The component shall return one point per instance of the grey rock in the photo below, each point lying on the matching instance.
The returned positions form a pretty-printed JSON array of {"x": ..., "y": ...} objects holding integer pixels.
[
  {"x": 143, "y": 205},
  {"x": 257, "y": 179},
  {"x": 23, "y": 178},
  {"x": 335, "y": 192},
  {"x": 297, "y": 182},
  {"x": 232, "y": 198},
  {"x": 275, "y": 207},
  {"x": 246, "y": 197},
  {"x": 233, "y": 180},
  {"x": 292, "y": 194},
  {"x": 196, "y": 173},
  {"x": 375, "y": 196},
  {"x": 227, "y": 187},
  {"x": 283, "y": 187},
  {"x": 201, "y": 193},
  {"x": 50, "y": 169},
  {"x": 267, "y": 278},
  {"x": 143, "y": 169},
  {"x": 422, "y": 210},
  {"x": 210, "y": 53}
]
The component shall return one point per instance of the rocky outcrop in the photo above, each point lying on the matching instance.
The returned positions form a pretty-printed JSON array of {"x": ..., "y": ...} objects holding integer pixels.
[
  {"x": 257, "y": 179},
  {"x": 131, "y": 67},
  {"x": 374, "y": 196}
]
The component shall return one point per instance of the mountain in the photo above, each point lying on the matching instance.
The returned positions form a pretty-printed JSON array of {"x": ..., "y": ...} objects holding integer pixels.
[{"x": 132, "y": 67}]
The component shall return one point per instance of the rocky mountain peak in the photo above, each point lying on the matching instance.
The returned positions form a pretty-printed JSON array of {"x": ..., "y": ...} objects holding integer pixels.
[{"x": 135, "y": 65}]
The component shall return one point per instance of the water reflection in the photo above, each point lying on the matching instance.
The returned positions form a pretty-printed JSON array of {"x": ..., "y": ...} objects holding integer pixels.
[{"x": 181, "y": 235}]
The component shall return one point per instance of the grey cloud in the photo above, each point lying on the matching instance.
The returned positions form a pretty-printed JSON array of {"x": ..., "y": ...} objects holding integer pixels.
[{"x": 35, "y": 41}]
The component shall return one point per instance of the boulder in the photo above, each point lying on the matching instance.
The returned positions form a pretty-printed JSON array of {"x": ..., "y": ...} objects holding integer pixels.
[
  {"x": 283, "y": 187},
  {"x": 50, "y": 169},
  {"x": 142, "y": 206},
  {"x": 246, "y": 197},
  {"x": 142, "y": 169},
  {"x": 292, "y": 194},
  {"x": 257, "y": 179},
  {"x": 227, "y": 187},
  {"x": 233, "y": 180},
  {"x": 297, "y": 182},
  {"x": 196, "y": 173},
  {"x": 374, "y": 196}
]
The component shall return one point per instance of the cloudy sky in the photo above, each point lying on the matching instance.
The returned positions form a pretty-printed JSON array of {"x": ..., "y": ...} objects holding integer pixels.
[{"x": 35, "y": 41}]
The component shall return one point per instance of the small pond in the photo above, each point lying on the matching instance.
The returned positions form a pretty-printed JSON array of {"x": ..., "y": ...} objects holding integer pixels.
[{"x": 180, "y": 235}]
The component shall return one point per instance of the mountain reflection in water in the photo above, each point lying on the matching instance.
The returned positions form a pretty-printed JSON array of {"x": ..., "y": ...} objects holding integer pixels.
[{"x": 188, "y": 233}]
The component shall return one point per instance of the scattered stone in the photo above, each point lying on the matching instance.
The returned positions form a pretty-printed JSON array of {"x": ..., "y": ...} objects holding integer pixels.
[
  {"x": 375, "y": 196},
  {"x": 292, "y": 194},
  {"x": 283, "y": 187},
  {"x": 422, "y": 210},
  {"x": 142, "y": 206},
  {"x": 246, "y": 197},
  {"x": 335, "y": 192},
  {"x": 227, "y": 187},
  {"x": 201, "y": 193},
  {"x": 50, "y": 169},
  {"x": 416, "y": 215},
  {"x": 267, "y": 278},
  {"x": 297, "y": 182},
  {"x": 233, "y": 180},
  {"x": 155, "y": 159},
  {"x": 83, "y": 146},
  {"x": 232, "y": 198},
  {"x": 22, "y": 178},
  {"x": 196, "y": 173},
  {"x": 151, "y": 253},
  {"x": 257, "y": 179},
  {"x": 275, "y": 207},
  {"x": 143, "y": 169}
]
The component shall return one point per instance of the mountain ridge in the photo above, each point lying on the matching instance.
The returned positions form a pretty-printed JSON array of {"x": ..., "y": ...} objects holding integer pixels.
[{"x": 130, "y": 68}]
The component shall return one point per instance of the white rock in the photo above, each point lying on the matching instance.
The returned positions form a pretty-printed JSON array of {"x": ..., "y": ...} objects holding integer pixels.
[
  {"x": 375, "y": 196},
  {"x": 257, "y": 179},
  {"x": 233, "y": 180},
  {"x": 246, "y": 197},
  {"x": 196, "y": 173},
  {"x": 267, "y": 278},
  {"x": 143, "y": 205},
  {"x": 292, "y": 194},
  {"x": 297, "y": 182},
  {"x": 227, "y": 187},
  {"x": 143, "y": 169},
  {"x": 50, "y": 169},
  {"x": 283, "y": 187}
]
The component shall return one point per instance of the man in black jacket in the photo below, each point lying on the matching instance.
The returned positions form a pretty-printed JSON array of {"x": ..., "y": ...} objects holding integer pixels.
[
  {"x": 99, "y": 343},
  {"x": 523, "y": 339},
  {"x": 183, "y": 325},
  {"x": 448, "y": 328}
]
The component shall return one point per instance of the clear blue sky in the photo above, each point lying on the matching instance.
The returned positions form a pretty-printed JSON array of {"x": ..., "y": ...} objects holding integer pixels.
◆ ◆ ◆ ◆ ◆ ◆ ◆
[Objective]: Extract all lines as given.

[Reply]:
The component shall return one point per instance of the grey rock in the photo below, each point lying on the matching instance.
The returned positions form a pretty-printed JSON array of {"x": ..., "y": ...} objects holding integer pixels.
[
  {"x": 143, "y": 205},
  {"x": 257, "y": 179},
  {"x": 23, "y": 178},
  {"x": 335, "y": 192},
  {"x": 297, "y": 182},
  {"x": 232, "y": 198},
  {"x": 275, "y": 207},
  {"x": 246, "y": 197},
  {"x": 233, "y": 180},
  {"x": 292, "y": 194},
  {"x": 196, "y": 173},
  {"x": 375, "y": 196},
  {"x": 227, "y": 187},
  {"x": 283, "y": 187},
  {"x": 201, "y": 193},
  {"x": 50, "y": 169},
  {"x": 267, "y": 278},
  {"x": 143, "y": 169},
  {"x": 422, "y": 210},
  {"x": 210, "y": 53}
]
The component shall return one point per instance of the rocky outcrop in the photo above, each point lying on the matching instance.
The returned positions form a pretty-printed JSON array of {"x": ..., "y": ...} objects holding integer pixels.
[
  {"x": 257, "y": 179},
  {"x": 131, "y": 67},
  {"x": 374, "y": 196}
]
The component shall return one point per instance of the mountain in the photo above, each point lying on the matching instance.
The returned positions form a pretty-printed JSON array of {"x": ..., "y": ...} objects holding integer pixels.
[{"x": 132, "y": 67}]
The component shall return one point per instance of the rocky mountain peak in the photo above, each point lying on the matching instance.
The returned positions form a pretty-printed JSON array of {"x": ..., "y": ...} objects holding integer pixels.
[{"x": 135, "y": 65}]
The component shall return one point per instance of the water reflection in the photo above, each point lying on the matching instance.
The returned positions form a pretty-printed JSON array of {"x": ..., "y": ...} objects holding integer pixels.
[{"x": 181, "y": 235}]
The component shall return one point per instance of the grey cloud in the photo above, each point lying on the matching instance.
The returned positions form a pretty-printed JSON array of {"x": ..., "y": ...} objects holding integer pixels.
[{"x": 35, "y": 41}]
The component shall return one point per instance of the boulder in the photo above, each point lying on the matching instance.
The returned positions form a pretty-printed JSON array of {"x": ..., "y": ...} objects holding integer pixels.
[
  {"x": 283, "y": 187},
  {"x": 50, "y": 169},
  {"x": 142, "y": 206},
  {"x": 246, "y": 197},
  {"x": 142, "y": 169},
  {"x": 292, "y": 194},
  {"x": 257, "y": 179},
  {"x": 227, "y": 187},
  {"x": 233, "y": 180},
  {"x": 297, "y": 182},
  {"x": 196, "y": 173},
  {"x": 374, "y": 196}
]
The component shall return one point per instance of the cloudy sky in the photo above, each point lying on the matching instance.
The returned positions form a pretty-printed JSON array of {"x": ..., "y": ...} objects holding integer pixels.
[{"x": 35, "y": 41}]
The component shall return one point per instance of the small pond in the photo above, each point lying on the matching instance.
The returned positions form a pretty-printed JSON array of {"x": ..., "y": ...} objects holding integer pixels.
[{"x": 180, "y": 235}]
The component shall return one point per instance of the mountain reflection in water in the photo above, each point lying on the matching instance.
The returned positions form a pretty-printed JSON array of {"x": ..., "y": ...} objects holding integer pixels.
[{"x": 188, "y": 233}]
The component shall return one point per instance of the scattered stone in the photo above, each point lying on the matching instance.
The returned positions form a pretty-printed JSON array of {"x": ..., "y": ...} objects holding integer pixels.
[
  {"x": 375, "y": 196},
  {"x": 292, "y": 194},
  {"x": 283, "y": 187},
  {"x": 422, "y": 210},
  {"x": 142, "y": 206},
  {"x": 246, "y": 197},
  {"x": 335, "y": 192},
  {"x": 227, "y": 187},
  {"x": 201, "y": 193},
  {"x": 50, "y": 169},
  {"x": 416, "y": 215},
  {"x": 267, "y": 278},
  {"x": 297, "y": 182},
  {"x": 233, "y": 180},
  {"x": 155, "y": 159},
  {"x": 83, "y": 146},
  {"x": 232, "y": 198},
  {"x": 22, "y": 178},
  {"x": 196, "y": 173},
  {"x": 151, "y": 253},
  {"x": 257, "y": 179},
  {"x": 275, "y": 207},
  {"x": 143, "y": 169}
]
The component shall return one point per instance of the mountain ridge in the photo above, each point lying on the matching instance.
The returned positions form a pretty-printed JSON array of {"x": ..., "y": ...} objects holding integer pixels.
[{"x": 130, "y": 68}]
The component shall return one point per instance of the white rock in the photo above, each point lying on the matching instance.
The returned positions form a pretty-printed JSON array of {"x": ..., "y": ...} objects holding integer pixels.
[
  {"x": 375, "y": 196},
  {"x": 257, "y": 179},
  {"x": 233, "y": 180},
  {"x": 246, "y": 197},
  {"x": 196, "y": 173},
  {"x": 267, "y": 278},
  {"x": 143, "y": 205},
  {"x": 292, "y": 194},
  {"x": 297, "y": 182},
  {"x": 227, "y": 187},
  {"x": 143, "y": 169},
  {"x": 50, "y": 169},
  {"x": 283, "y": 187}
]
The component shall return one point per instance of the man in black jacket in the photo below, each point lying on the matching instance.
The returned positions form a pretty-printed JSON array of {"x": ..., "y": ...} objects holding integer pixels.
[
  {"x": 99, "y": 343},
  {"x": 523, "y": 339},
  {"x": 183, "y": 325},
  {"x": 448, "y": 328}
]
The component shall return one point per instance of the clear blue sky in the photo above, each point lying on the matching instance.
The returned positions form a pretty-printed JSON array of {"x": ..., "y": ...} objects holding integer pixels.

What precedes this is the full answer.